Try it ->
From the records, pick out and copy each line containing "trunk".

----- Records shown

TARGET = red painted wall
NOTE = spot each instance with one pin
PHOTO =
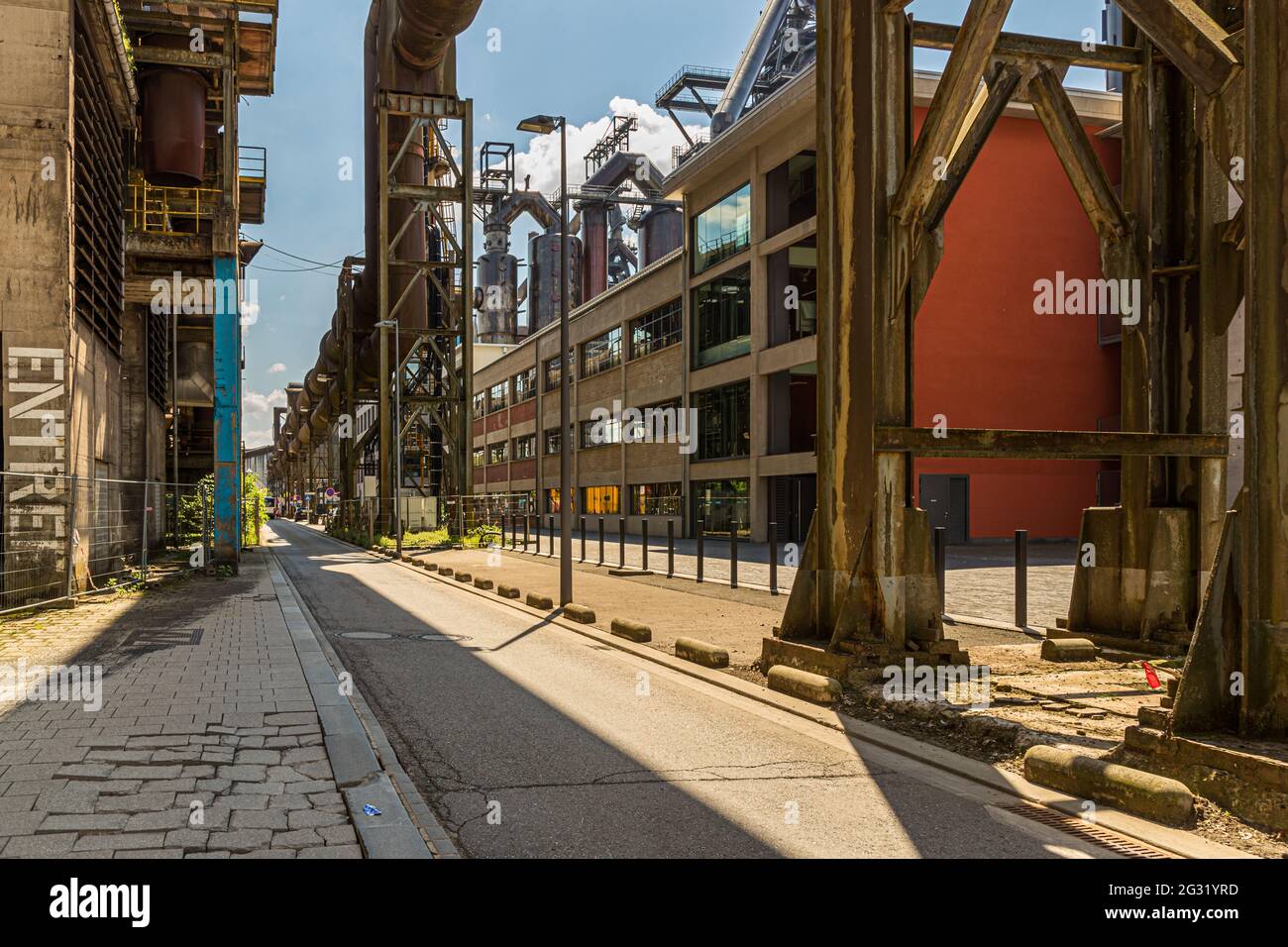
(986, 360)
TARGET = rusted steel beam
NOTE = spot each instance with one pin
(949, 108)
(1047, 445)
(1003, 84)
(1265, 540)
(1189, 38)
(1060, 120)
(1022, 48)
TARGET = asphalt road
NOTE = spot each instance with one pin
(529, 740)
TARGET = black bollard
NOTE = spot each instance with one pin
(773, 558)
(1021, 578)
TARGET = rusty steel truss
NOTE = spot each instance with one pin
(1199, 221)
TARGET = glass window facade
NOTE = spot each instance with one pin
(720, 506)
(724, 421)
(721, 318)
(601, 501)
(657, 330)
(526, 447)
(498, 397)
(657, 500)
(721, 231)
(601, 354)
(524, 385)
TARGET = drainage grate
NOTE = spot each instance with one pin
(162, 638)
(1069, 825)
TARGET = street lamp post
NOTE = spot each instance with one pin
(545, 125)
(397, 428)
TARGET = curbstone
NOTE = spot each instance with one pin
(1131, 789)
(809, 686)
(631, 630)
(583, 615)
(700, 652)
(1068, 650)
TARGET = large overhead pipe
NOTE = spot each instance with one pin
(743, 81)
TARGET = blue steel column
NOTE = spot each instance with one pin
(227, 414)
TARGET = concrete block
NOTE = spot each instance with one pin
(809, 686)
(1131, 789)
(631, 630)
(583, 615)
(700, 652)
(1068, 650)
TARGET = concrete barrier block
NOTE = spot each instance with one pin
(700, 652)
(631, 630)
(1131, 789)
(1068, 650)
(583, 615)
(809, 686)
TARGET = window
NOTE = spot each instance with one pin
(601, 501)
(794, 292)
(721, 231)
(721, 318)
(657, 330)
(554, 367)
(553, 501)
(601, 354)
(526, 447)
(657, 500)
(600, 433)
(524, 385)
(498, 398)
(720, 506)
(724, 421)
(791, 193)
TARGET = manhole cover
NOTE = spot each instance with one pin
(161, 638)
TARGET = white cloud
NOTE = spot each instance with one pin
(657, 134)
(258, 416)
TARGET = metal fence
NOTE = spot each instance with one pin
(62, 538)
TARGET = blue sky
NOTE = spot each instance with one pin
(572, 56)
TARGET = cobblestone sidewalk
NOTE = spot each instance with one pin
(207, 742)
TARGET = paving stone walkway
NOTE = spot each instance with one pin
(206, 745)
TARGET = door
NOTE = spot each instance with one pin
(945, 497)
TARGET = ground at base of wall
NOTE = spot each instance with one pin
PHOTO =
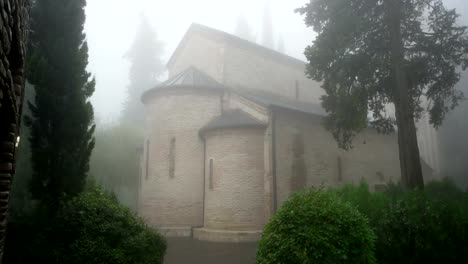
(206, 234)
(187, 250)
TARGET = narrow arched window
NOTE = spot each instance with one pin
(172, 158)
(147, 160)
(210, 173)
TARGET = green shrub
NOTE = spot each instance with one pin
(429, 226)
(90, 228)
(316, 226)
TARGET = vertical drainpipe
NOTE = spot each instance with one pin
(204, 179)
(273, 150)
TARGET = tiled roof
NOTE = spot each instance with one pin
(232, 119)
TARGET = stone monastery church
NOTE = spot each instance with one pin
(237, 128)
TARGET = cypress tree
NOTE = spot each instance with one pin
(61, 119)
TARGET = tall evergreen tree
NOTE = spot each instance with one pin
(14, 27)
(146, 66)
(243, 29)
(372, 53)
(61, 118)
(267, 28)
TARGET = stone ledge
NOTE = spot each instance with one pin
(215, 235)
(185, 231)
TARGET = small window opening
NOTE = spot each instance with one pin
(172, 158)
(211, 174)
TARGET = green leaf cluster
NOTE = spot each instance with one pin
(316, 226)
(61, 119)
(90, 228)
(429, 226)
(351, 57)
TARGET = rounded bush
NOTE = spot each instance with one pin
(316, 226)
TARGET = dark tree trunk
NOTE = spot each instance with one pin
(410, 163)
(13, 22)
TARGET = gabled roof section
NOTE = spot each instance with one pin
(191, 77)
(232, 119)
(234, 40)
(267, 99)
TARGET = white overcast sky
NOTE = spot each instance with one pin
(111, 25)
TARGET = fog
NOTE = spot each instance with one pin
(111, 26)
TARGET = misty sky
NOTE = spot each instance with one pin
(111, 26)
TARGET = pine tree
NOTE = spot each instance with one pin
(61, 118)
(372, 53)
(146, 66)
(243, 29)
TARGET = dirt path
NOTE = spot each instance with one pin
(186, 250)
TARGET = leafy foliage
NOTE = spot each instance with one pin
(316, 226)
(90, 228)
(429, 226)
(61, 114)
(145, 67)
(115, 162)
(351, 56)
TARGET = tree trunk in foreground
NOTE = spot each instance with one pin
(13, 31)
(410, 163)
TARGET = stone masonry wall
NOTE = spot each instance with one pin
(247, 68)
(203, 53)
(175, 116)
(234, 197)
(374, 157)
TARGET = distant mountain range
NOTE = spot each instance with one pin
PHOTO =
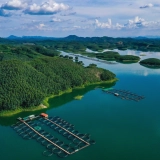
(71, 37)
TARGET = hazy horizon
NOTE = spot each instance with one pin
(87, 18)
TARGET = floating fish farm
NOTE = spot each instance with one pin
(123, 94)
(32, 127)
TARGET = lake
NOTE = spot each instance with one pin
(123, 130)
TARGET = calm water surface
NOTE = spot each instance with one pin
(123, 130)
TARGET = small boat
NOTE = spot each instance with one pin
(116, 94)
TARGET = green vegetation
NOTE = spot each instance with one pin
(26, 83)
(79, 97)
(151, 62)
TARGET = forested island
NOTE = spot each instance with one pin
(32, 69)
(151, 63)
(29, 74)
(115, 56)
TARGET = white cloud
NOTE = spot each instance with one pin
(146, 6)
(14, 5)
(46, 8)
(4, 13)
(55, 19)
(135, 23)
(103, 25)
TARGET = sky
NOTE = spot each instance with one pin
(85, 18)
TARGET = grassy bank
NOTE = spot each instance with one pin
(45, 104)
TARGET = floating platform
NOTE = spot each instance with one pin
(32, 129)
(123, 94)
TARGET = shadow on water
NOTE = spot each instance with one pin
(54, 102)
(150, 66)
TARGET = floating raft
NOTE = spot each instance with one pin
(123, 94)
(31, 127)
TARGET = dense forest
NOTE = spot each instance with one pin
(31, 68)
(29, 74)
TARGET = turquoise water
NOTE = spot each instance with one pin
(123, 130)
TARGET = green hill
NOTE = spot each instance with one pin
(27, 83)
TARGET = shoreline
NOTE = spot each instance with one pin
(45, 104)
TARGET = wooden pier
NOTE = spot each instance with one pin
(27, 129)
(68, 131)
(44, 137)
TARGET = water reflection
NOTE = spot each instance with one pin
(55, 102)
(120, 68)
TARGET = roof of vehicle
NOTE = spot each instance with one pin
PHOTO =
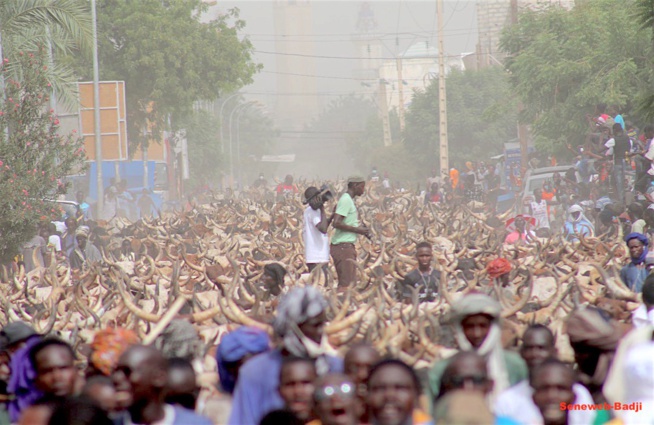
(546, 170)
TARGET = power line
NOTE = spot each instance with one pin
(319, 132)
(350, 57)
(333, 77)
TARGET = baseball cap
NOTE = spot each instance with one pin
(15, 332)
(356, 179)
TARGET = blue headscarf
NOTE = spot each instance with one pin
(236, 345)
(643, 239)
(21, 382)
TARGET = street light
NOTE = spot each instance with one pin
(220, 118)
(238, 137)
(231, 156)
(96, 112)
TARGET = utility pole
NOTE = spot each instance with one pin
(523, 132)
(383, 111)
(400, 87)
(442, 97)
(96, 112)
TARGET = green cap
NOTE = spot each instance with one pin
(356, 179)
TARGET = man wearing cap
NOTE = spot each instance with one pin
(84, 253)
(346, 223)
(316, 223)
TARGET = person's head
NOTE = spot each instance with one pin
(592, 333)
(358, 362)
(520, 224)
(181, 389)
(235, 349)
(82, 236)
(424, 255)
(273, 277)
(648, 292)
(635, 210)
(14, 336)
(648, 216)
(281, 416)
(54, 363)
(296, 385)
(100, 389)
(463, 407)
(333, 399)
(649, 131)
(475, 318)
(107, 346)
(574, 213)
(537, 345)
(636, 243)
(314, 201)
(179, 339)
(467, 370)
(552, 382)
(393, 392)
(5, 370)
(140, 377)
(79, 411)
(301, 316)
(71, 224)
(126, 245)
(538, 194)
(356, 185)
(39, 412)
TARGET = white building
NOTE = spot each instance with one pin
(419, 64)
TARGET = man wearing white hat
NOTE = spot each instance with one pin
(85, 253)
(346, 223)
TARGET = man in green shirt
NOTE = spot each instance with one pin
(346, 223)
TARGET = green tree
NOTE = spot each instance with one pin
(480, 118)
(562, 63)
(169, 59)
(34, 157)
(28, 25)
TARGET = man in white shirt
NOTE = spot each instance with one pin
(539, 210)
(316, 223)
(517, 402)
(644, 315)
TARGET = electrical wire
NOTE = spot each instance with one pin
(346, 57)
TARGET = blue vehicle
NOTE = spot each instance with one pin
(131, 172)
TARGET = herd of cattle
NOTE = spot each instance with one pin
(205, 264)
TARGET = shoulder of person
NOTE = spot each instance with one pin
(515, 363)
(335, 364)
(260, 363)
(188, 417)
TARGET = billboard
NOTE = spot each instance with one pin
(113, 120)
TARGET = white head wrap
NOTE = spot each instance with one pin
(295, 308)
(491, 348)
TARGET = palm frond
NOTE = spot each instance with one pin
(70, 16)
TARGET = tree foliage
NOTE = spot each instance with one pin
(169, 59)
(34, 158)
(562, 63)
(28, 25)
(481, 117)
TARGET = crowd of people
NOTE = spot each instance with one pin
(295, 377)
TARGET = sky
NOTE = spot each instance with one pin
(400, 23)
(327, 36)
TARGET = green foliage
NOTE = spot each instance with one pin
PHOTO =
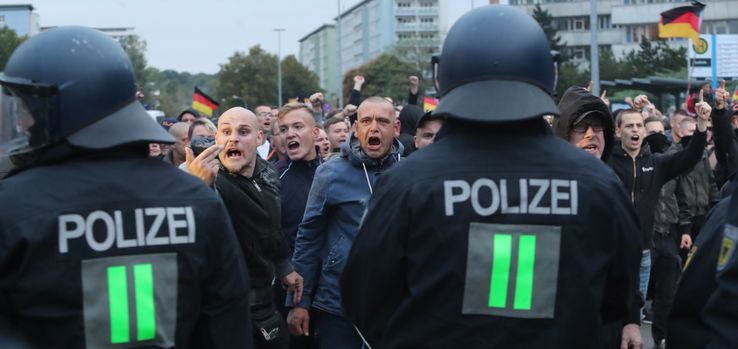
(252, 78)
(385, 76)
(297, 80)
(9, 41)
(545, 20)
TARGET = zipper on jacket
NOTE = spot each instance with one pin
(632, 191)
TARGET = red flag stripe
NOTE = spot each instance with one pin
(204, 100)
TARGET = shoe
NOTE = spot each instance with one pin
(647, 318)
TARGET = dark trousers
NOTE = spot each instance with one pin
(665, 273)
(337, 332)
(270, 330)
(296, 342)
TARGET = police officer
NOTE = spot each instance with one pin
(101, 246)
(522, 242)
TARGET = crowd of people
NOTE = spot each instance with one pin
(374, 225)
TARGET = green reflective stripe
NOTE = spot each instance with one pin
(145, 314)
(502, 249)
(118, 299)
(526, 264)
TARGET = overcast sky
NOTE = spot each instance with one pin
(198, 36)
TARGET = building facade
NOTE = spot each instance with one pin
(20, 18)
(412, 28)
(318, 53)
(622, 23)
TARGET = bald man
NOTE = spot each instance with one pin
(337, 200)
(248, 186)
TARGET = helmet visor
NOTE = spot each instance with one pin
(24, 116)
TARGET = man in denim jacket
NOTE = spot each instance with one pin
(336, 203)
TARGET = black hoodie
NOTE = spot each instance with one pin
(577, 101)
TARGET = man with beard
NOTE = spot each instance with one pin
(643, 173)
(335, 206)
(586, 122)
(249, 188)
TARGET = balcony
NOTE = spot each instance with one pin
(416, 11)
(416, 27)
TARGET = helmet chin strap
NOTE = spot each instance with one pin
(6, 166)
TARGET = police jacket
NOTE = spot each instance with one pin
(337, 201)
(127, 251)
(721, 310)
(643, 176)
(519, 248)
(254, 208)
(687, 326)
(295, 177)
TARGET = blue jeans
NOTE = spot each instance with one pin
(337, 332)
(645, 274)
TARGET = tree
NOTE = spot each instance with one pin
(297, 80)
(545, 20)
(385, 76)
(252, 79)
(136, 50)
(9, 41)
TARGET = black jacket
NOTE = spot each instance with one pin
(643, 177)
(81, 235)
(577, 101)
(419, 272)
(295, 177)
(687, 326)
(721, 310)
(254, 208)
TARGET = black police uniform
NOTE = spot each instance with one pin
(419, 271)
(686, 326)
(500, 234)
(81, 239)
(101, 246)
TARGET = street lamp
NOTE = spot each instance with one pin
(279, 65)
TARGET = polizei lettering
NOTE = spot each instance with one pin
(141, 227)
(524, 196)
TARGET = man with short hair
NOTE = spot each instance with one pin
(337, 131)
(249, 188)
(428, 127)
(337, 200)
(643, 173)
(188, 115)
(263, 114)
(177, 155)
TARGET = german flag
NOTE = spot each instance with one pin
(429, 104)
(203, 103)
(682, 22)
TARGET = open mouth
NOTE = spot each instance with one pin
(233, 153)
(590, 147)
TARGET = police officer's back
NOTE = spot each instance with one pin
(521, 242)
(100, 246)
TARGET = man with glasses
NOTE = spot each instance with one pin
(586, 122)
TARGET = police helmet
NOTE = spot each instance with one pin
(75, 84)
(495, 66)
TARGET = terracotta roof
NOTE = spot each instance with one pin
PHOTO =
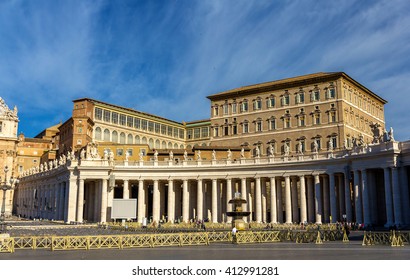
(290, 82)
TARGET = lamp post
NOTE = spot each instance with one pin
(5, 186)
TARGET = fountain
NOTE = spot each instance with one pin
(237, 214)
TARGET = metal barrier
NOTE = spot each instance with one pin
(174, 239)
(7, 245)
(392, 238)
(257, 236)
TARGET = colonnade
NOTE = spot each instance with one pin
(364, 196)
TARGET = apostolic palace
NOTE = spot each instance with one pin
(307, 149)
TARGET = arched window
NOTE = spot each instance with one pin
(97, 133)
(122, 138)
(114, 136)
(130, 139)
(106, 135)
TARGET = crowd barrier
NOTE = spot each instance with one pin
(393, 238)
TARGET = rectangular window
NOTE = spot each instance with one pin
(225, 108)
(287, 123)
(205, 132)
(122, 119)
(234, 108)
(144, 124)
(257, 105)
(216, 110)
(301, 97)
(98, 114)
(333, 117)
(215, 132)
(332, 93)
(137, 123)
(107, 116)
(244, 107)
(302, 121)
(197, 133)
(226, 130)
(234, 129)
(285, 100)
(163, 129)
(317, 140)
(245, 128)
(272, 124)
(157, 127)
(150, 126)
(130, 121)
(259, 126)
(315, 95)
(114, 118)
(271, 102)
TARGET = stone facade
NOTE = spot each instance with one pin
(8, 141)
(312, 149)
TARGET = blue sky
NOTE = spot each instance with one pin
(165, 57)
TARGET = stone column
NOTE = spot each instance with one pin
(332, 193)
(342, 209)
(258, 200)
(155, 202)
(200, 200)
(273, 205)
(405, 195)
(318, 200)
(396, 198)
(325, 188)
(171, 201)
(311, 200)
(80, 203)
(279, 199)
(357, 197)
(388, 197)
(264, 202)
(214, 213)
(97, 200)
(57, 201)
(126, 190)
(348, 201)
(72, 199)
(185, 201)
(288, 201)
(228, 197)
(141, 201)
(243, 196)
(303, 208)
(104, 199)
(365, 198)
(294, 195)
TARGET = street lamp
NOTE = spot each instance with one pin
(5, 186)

----------

Task result ->
TARGET = dark tree trunk
TARGET = tree trunk in foreground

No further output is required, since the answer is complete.